*Extract to read*
%%

Like most of us in herpetoculture I have been interested in animals my whole life. Being born and raised in central Florida there was no shortage of reptiles to be found. My sisters and I spent plenty of time catching and attempting to keep green and brown anoles, 5 lined skinks and a variety of other animals that could be found in our back yard. But it wasn’t until 2004 that I purchased my first pet snake, a female Ball Python I named Chloe. I was 19 years old and I bought her at a local pet store. Some might say it was all down hill after that.
I immediately became fascinated with providing the right husbandry for her and began devouring every bit of literature I could find on reptiles, both caring for them in captivity and how to find them in the wild. It wasn’t long before my small apartment began filling with all kinds of different species and I was spending every waking moment either learning about new species I wanted to care for or learning about new places to go find new species in the wild that I hadn’t seen before. My sudden infatuation with reptiles led me to discover all kinds of things I never knew existed right in my back yard, from animal education and research facilities to state and national parks, it was like a whole new world had been opened up to me.

%%

*Data extracts*
%%

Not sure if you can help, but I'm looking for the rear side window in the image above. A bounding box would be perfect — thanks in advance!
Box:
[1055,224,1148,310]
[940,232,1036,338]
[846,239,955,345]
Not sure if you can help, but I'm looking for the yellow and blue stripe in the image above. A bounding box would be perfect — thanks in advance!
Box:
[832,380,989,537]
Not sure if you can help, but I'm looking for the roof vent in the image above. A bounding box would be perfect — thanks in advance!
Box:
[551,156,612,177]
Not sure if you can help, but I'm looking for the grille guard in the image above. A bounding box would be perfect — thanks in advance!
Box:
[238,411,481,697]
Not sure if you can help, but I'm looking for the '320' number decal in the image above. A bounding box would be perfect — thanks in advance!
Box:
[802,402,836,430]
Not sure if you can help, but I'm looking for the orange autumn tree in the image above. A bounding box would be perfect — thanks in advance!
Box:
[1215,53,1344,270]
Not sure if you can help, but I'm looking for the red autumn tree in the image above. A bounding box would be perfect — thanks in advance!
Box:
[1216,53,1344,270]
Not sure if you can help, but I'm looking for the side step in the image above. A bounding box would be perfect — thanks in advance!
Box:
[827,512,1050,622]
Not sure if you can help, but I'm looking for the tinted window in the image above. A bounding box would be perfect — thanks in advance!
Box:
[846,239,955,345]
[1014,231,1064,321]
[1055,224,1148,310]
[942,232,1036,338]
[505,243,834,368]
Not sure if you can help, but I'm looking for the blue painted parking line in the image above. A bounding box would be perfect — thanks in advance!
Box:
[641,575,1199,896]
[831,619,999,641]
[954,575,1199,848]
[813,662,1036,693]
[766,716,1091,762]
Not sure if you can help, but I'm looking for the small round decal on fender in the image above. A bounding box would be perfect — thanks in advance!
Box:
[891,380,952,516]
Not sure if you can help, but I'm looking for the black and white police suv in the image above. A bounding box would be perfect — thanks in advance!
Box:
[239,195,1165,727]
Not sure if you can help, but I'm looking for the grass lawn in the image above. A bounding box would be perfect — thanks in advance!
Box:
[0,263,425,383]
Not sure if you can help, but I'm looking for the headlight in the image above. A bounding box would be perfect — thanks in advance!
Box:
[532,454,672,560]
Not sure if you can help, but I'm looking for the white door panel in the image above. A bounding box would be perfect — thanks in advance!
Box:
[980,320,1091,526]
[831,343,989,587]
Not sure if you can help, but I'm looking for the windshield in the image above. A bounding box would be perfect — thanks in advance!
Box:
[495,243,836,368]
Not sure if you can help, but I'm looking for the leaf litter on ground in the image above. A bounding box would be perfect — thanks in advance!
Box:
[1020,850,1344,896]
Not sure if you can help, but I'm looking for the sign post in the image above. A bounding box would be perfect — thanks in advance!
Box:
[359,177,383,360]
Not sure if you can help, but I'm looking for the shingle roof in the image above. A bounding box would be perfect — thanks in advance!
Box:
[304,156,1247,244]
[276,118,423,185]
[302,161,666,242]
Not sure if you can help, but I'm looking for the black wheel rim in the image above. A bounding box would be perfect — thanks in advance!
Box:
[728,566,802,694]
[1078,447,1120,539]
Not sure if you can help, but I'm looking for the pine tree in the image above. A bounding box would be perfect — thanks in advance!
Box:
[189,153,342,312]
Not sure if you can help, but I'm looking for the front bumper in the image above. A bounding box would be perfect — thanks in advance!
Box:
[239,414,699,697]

%%

*What you will do*
**A)** Quote the reptile-keeping account word for word, starting at "Like most of" and ending at "hill after that.".
**B)** Please decide whether each statement agrees with the reptile-keeping account, answering yes or no and quoting the words from it that settle the matter: (i) The writer grew up in central Florida. (ii) The writer's first pet snake came from a breeder. (iii) The writer was 21 when buying that snake.
**C)** According to the reptile-keeping account, in what year did the writer buy a first pet snake?
The entries come from a separate source.

*Results of the exercise*
**A)**
Like most of us in herpetoculture I have been interested in animals my whole life. Being born and raised in central Florida there was no shortage of reptiles to be found. My sisters and I spent plenty of time catching and attempting to keep green and brown anoles, 5 lined skinks and a variety of other animals that could be found in our back yard. But it wasn’t until 2004 that I purchased my first pet snake, a female Ball Python I named Chloe. I was 19 years old and I bought her at a local pet store. Some might say it was all down hill after that.

**B)**
(i) Yes: "Being born and raised in central Florida"
(ii) No: "I bought her at a local pet store."
(iii) No: "I was 19 years old"

**C)** 2004